**PROBLEM TO WORK ON**
Copy the passage on pore characteristics of the Mahu conglomerate reservoir, from "HPMI-NMR pore characteristics" down to "a small hole.".

**TEXT SHOWN**
=======

HPMI-NMR pore characteristics of three typical lithofacies samples in the Mahu conglomerate reservoir. Panels (A–C) are the capillary pressure curve of the three lithofacies, panels (D–K) are the pore size distribution of HPMI, pore size distribution of NMR after HPMI scale, and pore size peak position of the three lithofacies, respectively. The mercury intrusion threshold pressure of TFC, PSS, and GFC increased in turn, and the pore throat became smaller in turn. The distribution of TFC pore throat is mainly bimodal, P(G)SS is a mainly flat peak or single peak formed by a large pore, P(F)SS is mainly bimodal showing distinct smaller slanting degrees, and GFC is mainly single peak formed by a small hole.
The T2 spectrum curve of NMR scaled by HPMI data can reflect the core’s comprehensive pore distribution. The pore distribution of conglomerates under NMR shows a diverse morphology. As shown in the Figure 6D–K, the pores of TFC have a wide distribution range, between 0.001 and 10 μm. The curve shape shows a typical double peak exhibiting a slightly smaller or greater slanting degrees, and the peak position of the right peak formed by large pores is mostly above 1 μm; PSS has a complex support structure and particle mode, so the pore distribution forms are multiple. P(G)SS is mostly bimodal showing slightly smaller slanting degrees, unimodal showing greater slanting degrees or flat peak, and P(F)SS is bimodal, multimodal, and unimodal showing previously smaller slanting degrees. Its right peak position is below 2 μm in most cases; GFC pores are narrow, mostly unimodal of small pores or bimodal showing a distinct smaller slanting degrees, and the left peak position is mostly below 0.01 μm, the largest pore of some samples is less than 0.1 μm, and some have a larger right peak position, which may be related to the microcracks generated at the weak point of the gravel edge cementation.49
Different sizes of pores have divergent ability to allow fluids to pass through and have different contributions to permeability. According to the HPMI-NMR total pore distribution, the permeability contribution of pores of different sizes can be obtained. As shown in Figure 7, the pore with a cumulative permeability contribution of 95% is called the main flowing pore, and its average radius is called the main flowing pore radius (Rz), and the pore radius when the cumulative contribution of permeability is 99.9% is called the difficult-flowing pore radius (Rn). The main flowing pores represent well-connected pores; the pores between Rz and Rn provide most of the porosity, but the connectivity is inferior; in the pores below Rn, it is difficult for the nonwetting phase to displace the wetting phase, and the fluid is tough to flow. The Rz of sample T-3 is 2.81 μm, which only accounts for 5.8% of the total pore volume, but its contribution to permeability is as high as 66%. The Rn of sample is 0.032 μm, which contributes only 0.5% to permeability but occupies 42% of the pore volume.

=======

**RECORD EXCERPTS**
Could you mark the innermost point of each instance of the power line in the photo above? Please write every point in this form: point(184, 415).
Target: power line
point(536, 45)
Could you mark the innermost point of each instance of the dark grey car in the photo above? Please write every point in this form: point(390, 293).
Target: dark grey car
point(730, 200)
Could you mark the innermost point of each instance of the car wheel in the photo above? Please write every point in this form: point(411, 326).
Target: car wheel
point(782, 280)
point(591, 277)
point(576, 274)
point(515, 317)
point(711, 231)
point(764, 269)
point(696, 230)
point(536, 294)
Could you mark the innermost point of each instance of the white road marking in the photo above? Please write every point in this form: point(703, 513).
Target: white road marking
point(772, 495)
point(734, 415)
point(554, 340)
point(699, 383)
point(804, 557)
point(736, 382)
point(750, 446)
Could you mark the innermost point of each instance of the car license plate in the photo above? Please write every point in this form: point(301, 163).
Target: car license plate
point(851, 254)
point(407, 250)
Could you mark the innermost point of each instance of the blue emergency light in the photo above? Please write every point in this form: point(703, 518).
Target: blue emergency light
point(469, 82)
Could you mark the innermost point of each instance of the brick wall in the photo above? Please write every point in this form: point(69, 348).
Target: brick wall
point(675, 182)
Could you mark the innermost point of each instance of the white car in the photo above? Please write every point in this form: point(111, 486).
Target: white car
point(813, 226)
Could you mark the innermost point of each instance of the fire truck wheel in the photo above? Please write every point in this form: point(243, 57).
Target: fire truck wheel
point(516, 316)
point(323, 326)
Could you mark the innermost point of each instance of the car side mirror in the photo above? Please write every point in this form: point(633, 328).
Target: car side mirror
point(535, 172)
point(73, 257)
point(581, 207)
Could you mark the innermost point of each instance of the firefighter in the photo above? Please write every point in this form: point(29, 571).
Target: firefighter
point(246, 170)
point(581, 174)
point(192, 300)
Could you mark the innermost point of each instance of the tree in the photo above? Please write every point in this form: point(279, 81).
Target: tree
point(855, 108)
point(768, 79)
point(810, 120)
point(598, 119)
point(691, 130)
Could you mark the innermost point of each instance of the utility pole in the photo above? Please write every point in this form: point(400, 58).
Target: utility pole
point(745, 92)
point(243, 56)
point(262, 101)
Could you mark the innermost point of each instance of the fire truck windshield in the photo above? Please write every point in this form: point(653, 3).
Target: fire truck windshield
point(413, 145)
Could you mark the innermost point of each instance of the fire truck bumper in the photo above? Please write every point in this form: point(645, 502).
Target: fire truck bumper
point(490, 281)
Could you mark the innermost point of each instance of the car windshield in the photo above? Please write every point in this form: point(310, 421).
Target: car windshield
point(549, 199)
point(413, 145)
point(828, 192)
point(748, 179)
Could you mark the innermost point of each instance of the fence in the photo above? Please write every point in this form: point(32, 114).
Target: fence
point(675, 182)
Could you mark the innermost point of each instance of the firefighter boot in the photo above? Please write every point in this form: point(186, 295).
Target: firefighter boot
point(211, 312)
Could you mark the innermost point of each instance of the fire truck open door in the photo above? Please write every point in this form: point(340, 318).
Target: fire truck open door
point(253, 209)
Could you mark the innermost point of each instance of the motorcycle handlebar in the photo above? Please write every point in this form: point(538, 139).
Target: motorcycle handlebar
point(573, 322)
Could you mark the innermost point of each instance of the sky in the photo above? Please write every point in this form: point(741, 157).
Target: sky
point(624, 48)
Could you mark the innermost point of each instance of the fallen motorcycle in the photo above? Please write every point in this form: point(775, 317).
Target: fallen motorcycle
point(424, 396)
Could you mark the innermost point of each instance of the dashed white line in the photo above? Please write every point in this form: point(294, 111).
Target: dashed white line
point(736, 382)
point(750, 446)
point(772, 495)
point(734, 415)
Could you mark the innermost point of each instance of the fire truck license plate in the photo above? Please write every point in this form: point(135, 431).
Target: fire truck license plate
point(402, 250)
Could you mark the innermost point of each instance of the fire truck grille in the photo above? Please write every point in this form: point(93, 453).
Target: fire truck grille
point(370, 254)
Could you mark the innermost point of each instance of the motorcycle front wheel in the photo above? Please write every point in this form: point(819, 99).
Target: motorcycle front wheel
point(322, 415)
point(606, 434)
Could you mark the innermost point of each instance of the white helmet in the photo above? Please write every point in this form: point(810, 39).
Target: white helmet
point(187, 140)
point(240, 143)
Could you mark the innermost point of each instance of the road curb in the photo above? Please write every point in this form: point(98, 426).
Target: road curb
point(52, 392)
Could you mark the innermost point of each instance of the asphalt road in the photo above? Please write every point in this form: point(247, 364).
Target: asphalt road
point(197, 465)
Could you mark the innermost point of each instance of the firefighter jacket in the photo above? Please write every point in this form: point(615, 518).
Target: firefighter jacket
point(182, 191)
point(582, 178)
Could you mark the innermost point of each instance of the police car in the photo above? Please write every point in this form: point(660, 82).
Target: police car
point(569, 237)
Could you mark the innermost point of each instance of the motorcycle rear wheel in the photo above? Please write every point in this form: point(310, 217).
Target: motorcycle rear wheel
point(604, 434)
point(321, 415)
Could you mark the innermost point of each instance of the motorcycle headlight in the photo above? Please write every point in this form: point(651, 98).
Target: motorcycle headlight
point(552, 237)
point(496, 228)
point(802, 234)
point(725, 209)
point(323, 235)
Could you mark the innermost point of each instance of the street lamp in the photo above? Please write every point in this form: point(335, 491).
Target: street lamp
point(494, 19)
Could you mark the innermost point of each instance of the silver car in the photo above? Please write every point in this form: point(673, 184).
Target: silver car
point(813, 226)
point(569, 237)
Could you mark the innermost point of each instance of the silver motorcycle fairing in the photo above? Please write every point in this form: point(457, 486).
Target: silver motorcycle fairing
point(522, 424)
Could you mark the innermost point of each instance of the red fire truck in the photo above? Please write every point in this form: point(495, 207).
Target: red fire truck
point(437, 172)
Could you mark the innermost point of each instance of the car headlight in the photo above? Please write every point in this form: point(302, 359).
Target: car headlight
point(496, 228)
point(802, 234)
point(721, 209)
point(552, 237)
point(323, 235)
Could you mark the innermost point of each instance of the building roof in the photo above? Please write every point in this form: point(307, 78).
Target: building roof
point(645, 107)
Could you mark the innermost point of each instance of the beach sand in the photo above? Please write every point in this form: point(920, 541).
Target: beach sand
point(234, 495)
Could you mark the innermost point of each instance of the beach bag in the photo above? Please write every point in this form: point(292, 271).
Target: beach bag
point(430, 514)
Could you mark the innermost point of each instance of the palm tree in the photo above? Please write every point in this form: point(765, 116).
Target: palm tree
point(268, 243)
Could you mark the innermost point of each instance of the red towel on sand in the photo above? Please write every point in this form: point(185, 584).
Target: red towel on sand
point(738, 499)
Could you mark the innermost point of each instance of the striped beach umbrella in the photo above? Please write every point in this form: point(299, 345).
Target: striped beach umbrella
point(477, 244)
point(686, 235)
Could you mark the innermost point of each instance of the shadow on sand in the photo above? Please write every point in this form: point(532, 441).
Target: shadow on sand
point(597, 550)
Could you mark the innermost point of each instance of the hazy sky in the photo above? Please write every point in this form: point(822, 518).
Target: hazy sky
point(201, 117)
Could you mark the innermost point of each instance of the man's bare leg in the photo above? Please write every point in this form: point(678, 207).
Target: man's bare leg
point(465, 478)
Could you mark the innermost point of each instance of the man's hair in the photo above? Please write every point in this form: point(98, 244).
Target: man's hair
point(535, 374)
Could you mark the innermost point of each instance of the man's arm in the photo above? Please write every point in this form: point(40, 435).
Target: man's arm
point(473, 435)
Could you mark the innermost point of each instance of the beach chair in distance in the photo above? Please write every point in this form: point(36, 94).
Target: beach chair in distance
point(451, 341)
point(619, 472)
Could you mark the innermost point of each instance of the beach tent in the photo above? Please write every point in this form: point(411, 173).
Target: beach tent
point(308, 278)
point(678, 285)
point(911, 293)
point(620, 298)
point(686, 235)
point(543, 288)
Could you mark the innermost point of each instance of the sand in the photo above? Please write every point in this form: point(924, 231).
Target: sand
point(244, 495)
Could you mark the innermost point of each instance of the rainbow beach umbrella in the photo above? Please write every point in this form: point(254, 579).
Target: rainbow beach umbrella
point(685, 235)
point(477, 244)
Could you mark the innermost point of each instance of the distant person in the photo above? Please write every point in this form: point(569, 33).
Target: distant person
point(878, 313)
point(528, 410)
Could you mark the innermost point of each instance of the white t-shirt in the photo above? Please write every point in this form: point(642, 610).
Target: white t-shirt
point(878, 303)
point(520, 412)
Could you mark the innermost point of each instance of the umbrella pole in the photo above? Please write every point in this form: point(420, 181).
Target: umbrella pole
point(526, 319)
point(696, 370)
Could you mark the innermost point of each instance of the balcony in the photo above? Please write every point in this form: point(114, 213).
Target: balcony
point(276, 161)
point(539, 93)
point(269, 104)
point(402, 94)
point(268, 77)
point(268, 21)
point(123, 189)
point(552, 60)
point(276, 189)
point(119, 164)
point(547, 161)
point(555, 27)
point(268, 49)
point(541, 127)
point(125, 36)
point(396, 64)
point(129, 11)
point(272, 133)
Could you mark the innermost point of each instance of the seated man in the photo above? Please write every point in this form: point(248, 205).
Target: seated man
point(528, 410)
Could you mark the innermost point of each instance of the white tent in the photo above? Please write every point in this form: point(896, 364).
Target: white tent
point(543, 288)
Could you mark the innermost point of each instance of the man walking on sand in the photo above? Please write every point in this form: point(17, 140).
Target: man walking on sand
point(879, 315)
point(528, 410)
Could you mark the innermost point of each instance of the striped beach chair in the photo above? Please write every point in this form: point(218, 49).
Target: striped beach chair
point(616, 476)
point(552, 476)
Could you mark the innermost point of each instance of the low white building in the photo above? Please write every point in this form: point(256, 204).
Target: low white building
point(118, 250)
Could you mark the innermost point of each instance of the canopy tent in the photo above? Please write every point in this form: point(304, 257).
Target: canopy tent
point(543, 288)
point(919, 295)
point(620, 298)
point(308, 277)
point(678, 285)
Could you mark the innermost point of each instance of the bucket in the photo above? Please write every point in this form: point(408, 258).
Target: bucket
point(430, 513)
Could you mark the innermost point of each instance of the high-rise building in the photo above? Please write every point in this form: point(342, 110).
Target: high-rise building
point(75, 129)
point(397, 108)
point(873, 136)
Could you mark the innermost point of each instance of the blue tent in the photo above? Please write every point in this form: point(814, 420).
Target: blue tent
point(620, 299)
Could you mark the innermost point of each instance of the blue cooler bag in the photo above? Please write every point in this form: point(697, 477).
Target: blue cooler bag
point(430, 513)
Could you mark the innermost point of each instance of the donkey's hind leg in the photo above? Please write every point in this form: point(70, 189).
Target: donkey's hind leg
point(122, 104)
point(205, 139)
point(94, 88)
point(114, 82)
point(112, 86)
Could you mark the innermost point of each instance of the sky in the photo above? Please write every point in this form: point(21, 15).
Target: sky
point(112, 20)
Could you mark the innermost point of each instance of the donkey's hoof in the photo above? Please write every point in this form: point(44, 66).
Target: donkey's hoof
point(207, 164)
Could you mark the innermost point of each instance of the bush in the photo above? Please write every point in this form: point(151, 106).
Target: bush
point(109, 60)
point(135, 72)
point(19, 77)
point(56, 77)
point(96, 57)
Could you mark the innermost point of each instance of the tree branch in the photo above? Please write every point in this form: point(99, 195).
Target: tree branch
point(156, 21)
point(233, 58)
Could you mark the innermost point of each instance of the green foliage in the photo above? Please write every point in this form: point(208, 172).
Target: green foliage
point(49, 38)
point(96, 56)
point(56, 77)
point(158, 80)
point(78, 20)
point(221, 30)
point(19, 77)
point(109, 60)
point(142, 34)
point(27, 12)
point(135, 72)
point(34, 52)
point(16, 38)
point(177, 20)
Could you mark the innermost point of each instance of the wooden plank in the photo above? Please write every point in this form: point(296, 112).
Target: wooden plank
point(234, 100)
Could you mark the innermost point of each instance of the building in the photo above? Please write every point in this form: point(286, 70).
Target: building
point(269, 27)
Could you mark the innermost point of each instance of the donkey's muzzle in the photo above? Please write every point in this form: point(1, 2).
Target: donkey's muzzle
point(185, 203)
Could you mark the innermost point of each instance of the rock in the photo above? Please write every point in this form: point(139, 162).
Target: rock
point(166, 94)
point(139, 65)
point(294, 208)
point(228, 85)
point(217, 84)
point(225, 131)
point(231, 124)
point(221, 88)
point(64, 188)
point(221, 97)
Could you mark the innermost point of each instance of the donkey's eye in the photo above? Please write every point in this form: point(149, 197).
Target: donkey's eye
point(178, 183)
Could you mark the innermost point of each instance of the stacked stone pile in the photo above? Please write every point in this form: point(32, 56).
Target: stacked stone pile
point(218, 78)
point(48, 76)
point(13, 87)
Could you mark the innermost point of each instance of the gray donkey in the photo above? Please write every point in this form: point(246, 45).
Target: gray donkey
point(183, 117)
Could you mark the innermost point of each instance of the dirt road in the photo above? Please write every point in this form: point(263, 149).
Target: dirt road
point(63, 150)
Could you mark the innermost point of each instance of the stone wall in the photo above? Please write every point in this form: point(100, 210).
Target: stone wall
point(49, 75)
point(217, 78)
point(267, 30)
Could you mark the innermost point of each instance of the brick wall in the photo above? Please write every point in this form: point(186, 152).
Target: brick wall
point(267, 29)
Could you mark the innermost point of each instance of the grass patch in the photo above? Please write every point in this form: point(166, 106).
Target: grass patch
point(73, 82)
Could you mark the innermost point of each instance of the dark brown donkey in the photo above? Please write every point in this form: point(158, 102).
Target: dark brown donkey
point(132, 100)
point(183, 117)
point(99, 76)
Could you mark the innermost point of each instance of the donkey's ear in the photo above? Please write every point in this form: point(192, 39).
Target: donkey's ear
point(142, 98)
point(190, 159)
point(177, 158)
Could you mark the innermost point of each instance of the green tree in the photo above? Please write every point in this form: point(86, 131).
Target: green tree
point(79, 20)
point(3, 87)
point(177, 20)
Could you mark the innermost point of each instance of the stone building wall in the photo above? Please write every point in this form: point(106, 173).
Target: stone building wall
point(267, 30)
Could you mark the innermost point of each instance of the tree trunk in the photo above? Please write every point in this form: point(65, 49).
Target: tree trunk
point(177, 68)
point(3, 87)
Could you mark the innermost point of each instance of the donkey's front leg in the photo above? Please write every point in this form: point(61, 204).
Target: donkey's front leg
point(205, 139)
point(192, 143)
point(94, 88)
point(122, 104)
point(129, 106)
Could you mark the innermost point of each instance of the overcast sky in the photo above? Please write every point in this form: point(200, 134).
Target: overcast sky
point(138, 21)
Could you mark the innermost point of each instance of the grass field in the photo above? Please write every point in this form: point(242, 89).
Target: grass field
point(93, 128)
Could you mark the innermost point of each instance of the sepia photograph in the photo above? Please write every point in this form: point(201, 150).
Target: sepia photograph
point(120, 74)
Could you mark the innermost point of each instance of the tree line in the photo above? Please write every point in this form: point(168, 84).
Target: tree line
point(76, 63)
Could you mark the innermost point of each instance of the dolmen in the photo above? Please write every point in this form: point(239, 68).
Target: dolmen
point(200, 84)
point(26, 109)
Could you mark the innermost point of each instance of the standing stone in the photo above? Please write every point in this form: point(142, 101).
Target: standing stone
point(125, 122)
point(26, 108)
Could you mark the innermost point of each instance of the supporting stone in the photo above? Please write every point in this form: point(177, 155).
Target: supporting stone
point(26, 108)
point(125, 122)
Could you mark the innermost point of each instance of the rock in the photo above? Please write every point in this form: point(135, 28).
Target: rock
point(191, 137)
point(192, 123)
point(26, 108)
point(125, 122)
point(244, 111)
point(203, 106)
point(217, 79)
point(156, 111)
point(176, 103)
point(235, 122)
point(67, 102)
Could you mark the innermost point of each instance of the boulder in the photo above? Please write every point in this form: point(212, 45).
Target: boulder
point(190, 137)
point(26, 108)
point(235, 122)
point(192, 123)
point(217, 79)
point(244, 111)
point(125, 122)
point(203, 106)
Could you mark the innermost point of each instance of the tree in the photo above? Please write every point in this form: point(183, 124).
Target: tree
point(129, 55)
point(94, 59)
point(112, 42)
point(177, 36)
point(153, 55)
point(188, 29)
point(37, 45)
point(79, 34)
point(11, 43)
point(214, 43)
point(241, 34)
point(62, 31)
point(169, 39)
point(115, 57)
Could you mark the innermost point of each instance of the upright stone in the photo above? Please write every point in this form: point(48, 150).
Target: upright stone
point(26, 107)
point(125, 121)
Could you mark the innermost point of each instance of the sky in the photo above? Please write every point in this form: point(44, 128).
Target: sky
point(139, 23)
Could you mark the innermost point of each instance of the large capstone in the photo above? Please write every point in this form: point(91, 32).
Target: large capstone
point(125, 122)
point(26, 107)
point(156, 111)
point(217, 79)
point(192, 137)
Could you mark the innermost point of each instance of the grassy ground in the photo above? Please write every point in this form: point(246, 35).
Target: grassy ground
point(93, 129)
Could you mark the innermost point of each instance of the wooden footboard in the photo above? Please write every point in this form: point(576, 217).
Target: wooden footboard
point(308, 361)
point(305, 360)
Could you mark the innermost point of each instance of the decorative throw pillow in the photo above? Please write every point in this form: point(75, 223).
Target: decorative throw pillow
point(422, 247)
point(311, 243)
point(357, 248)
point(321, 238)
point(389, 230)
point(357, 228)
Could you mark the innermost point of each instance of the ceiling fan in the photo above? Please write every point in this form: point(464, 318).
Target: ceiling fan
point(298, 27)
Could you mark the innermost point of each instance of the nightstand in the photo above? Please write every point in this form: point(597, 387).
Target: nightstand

=======

**PROBLEM SOLUTION**
HPMI-NMR pore characteristics of three typical lithofacies samples in the Mahu conglomerate reservoir. Panels (A–C) are the capillary pressure curve of the three lithofacies, panels (D–K) are the pore size distribution of HPMI, pore size distribution of NMR after HPMI scale, and pore size peak position of the three lithofacies, respectively. The mercury intrusion threshold pressure of TFC, PSS, and GFC increased in turn, and the pore throat became smaller in turn. The distribution of TFC pore throat is mainly bimodal, P(G)SS is a mainly flat peak or single peak formed by a large pore, P(F)SS is mainly bimodal showing distinct smaller slanting degrees, and GFC is mainly single peak formed by a small hole.